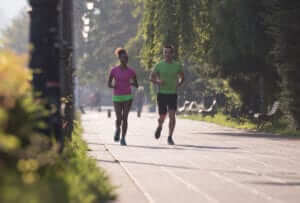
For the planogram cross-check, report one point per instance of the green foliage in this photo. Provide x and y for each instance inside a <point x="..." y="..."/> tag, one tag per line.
<point x="16" y="35"/>
<point x="284" y="28"/>
<point x="31" y="169"/>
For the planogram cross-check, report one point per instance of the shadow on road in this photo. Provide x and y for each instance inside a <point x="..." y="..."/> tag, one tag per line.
<point x="252" y="134"/>
<point x="296" y="184"/>
<point x="149" y="164"/>
<point x="205" y="147"/>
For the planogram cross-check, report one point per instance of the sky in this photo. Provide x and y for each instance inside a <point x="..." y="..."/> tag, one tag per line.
<point x="9" y="9"/>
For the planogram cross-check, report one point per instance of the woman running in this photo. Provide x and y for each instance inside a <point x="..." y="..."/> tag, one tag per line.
<point x="124" y="77"/>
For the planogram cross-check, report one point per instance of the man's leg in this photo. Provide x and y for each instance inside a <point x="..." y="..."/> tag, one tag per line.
<point x="172" y="107"/>
<point x="172" y="123"/>
<point x="162" y="110"/>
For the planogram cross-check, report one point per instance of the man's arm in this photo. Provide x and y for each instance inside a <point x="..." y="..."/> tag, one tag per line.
<point x="180" y="78"/>
<point x="154" y="78"/>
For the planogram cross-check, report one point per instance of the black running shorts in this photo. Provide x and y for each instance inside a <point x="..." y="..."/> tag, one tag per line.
◆ ◆ ◆ ◆ ◆
• _Task_: The records above should be repeated exactly, with no pictures in the copy.

• _Solved problem_:
For the planogram cross-check, report one point per instance of the green foliage in this photo. Provide x and y for each instance inside a <point x="..." y="..."/> tag, one tag per line.
<point x="16" y="35"/>
<point x="284" y="28"/>
<point x="31" y="169"/>
For the planogram cross-check, report one point per instance of the shadow on road in this photo. Provide x and y for each instance inside a <point x="..." y="..."/> tag, one tag per line.
<point x="252" y="134"/>
<point x="296" y="184"/>
<point x="149" y="164"/>
<point x="205" y="147"/>
For the planogram cross-check, report one point per instance of the sky in this photo. Provide x and y for each instance inside a <point x="..." y="..."/> tag, one tag per line.
<point x="9" y="9"/>
For the planogram cross-check, report one point per instance of the woman running in this photo. Provide x and y for each instance inside a <point x="..." y="..."/> tag, one tag per line.
<point x="124" y="77"/>
For the planogram cross-check, report one point per instance of the man's leg in this photo. Provide x and y for each instance inside a <point x="..." y="..."/> tag, one tag per line.
<point x="172" y="107"/>
<point x="172" y="123"/>
<point x="162" y="110"/>
For the planogram cross-check, report one point per instance of the man's arm in this photo. Provide x and y for each instance inside a <point x="..." y="..."/> tag, one tag per line.
<point x="180" y="78"/>
<point x="154" y="78"/>
For the planogram cross-check, report one point per instance of the black running shorts in this photo. Provide x and y for each instance inside a <point x="..." y="..."/> tag, one tag per line.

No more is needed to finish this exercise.